Given task:
Exactly reproduce each record listed below.

******

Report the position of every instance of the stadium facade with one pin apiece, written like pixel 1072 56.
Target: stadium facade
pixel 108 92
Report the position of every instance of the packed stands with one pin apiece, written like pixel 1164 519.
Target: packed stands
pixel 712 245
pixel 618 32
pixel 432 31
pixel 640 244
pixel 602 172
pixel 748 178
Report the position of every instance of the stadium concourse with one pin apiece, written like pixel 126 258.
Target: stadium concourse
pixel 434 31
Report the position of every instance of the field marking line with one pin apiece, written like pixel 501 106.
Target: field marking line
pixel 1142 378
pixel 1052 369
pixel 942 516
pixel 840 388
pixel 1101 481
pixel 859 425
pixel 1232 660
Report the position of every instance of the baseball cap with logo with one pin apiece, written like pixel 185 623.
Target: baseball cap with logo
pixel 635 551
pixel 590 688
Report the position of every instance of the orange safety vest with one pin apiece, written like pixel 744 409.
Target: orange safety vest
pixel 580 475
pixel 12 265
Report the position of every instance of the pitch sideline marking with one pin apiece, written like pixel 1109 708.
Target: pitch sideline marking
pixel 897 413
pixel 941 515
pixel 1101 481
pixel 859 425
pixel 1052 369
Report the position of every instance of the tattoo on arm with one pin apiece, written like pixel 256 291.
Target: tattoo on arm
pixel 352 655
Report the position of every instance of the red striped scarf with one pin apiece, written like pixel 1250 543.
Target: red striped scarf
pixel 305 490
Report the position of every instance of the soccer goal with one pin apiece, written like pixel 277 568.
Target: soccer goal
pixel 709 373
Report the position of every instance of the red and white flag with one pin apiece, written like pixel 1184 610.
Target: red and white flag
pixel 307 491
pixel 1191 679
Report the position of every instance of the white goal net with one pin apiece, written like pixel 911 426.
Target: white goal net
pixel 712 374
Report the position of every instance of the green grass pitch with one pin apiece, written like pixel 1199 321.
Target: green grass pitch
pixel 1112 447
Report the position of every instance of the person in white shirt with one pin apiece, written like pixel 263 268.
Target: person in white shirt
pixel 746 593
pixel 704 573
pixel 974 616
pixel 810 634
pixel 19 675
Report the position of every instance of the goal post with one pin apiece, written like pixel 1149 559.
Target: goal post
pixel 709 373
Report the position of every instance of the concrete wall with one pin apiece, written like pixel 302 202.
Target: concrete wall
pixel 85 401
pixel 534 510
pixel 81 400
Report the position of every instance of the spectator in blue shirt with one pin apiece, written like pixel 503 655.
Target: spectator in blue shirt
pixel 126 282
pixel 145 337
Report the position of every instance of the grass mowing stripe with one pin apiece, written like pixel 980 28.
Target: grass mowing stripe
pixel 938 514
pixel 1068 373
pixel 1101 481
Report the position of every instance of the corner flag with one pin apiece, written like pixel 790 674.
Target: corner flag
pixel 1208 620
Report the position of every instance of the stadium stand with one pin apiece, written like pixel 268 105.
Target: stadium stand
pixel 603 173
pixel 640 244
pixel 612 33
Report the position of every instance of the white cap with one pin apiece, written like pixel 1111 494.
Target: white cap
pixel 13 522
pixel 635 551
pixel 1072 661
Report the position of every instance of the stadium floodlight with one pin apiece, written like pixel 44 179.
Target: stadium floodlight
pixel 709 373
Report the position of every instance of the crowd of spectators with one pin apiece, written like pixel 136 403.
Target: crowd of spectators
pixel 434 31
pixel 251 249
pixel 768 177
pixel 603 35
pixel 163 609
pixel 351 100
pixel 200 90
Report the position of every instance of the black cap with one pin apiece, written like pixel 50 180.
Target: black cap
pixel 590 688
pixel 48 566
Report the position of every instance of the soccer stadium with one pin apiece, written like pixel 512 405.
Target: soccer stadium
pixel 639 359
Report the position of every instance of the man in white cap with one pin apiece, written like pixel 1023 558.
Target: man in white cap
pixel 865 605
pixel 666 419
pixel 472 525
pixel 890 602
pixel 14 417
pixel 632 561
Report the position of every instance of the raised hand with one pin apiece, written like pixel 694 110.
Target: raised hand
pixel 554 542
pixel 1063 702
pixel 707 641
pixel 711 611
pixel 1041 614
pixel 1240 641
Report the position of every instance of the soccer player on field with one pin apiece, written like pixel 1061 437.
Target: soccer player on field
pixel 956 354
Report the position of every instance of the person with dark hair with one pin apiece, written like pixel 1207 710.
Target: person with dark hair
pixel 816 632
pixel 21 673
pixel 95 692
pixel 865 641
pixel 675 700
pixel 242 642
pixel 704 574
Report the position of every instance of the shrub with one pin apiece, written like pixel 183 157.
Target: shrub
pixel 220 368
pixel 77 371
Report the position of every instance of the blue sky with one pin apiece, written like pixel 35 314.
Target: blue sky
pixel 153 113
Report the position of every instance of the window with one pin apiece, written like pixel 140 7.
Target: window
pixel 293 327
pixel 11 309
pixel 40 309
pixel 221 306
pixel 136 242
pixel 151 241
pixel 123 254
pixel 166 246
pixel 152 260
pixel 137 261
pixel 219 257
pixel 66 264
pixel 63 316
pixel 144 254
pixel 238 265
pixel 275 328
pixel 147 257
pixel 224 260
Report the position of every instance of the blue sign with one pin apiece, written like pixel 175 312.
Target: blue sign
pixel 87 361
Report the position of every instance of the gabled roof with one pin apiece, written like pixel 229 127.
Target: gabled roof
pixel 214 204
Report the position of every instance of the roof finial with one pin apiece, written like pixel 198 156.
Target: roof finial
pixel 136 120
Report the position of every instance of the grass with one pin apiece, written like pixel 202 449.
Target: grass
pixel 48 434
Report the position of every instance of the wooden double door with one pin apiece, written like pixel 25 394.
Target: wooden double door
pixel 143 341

******

Exercise result:
Report the position of every instance of the stadium facade with one pin apiece, written like pixel 1072 56.
Target: stadium facade
pixel 108 92
Report the position of every instance of the packed stands with one pin apiece, written like pixel 1164 519.
Target: packed stands
pixel 712 245
pixel 618 32
pixel 432 31
pixel 640 244
pixel 602 172
pixel 748 178
Report the position of every instance of the stadium concourse with one pin apiece, written like pixel 126 258.
Target: stadium concourse
pixel 434 31
Report the position of every instance of the field marking line with one pin apiece, written like pixel 501 106.
Target: field marking line
pixel 1142 378
pixel 1052 369
pixel 942 516
pixel 840 388
pixel 1101 481
pixel 859 425
pixel 1232 660
Report the position of every instance of the baseball cap with logo with one pin apiece, written like pixel 185 623.
Target: baseball cap with logo
pixel 635 551
pixel 590 688
Report the position of every instance of the orange safety vest with one pin apiece, written like pixel 744 409.
Target: orange safety vest
pixel 580 475
pixel 12 265
Report the position of every instance of the pitch sideline marking with one pin apiece, written like pixel 1109 708.
Target: pitch sideline marking
pixel 897 413
pixel 941 515
pixel 1101 481
pixel 859 425
pixel 1052 369
Report the position of every instance of the tattoo on arm with one pin apiece, written like pixel 256 291.
Target: tattoo on arm
pixel 352 655
Report the position of every instance of the red striped scarf with one pin apiece, written like pixel 1250 543.
Target: red striped scarf
pixel 305 490
Report the position of every instance of the soccer goal with one pin apiece, written like pixel 277 568.
Target: soccer goal
pixel 709 373
Report the position of every instance of the red and white flag with one pin apiece, written like pixel 1184 610.
Target: red and white flag
pixel 307 491
pixel 1191 679
Report the position of every instance of the white goal net with one pin apiece, written like pixel 911 426.
Target: white goal net
pixel 712 374
Report the position of every instance of the green grass pitch with one pin apiece, written like pixel 1199 321.
Target: green grass pitch
pixel 1112 447
Report the position of every instance of the person in white shirt with one pin apiece, written like pixel 263 268.
Target: person in white shirt
pixel 746 593
pixel 704 573
pixel 974 616
pixel 810 634
pixel 19 675
Report the position of every instance of the goal post with one pin apiece, written like pixel 1149 559.
Target: goal post
pixel 709 373
Report the position of every instance of the concrete wall with one pin apiece, written like pixel 302 202.
Target: concrete wall
pixel 85 401
pixel 534 510
pixel 81 400
Report the position of every instance of the spectator in blue shirt with one pin apiece, written like pixel 503 655.
Target: spectator in blue shirt
pixel 126 282
pixel 145 337
Report the position of every instance of the grass mowing stripe with one pin apiece, written like pixel 980 28.
Target: grass mowing stripe
pixel 938 514
pixel 1068 373
pixel 1101 481
Report the position of every instance of the corner flag with one pin apiece, written like pixel 790 674.
Target: corner flag
pixel 1208 620
Report the position of every instance of the stadium stand with one pin apiece, written like pixel 268 105.
Target: stadium stand
pixel 603 173
pixel 640 244
pixel 612 33
Report the position of every instance of the white cap with one pin apiece, written like pixel 1111 494.
Target: white cap
pixel 13 522
pixel 635 551
pixel 1072 661
Report the position of every instance of the stadium floodlight with one pin apiece, written like pixel 44 179.
Target: stadium floodlight
pixel 709 373
Report the position of every instance of the crowd of spectators with one pin apiece, written like pixel 136 403.
Target: crowd of spectators
pixel 434 31
pixel 251 249
pixel 768 177
pixel 603 35
pixel 163 609
pixel 351 100
pixel 200 90
Report the position of every instance of the black cap with one pin apiece, written like pixel 50 180.
Target: black cap
pixel 590 688
pixel 48 566
Report the position of every instance of the soccer stadium with one pin apiece, written like pixel 512 405.
Target: soccer stadium
pixel 639 359
Report the position of every instance of the man in white cap with one pin apiece, written like pixel 1023 558.
Target: man in white cap
pixel 865 605
pixel 666 419
pixel 472 525
pixel 890 602
pixel 14 417
pixel 632 561
Report the position of every instance of the raised hand with one pin apiece, written like pixel 694 110.
Target: raised hand
pixel 554 542
pixel 1063 702
pixel 707 641
pixel 711 611
pixel 1041 614
pixel 1240 641
Report the position of every instance of the soccer player on field with one pin apiece, written like pixel 1061 437.
Target: soccer player on field
pixel 956 354
Report the position of every instance of the person with dark hair with one pin apiece, written like pixel 1207 710.
Target: person with dark hair
pixel 816 632
pixel 21 673
pixel 95 692
pixel 865 641
pixel 675 700
pixel 242 642
pixel 704 574
Report the position of every instance of the shrub with one pin apiece, written like pixel 183 157.
Target: shrub
pixel 220 368
pixel 77 371
Report the position of every instance of the blue sky with one pin apiece, written like pixel 35 314.
Target: blue sky
pixel 153 113
Report the position of every instance of the window with one pin apiece, written like pixel 140 7.
Target: window
pixel 293 327
pixel 11 309
pixel 40 309
pixel 221 306
pixel 136 242
pixel 151 241
pixel 123 254
pixel 166 246
pixel 152 260
pixel 137 261
pixel 219 257
pixel 66 264
pixel 63 316
pixel 144 254
pixel 238 265
pixel 275 328
pixel 147 257
pixel 224 260
Report the position of every instance of the blue sign with one pin apiece, written like pixel 175 312.
Target: blue sign
pixel 87 361
Report the position of every instance of the gabled roof with one pin apiece, written like pixel 229 127.
Target: gabled roof
pixel 214 204
Report the position of every instance of the roof finial with one pin apiece, written like pixel 198 156.
Target: roof finial
pixel 136 120
Report the position of every instance of the grass with one pin apiece, written like pixel 202 449.
Target: grass
pixel 48 434
Report the position of every instance of the wooden double door with one pin apiece, written like pixel 25 394.
Target: wooden double door
pixel 143 341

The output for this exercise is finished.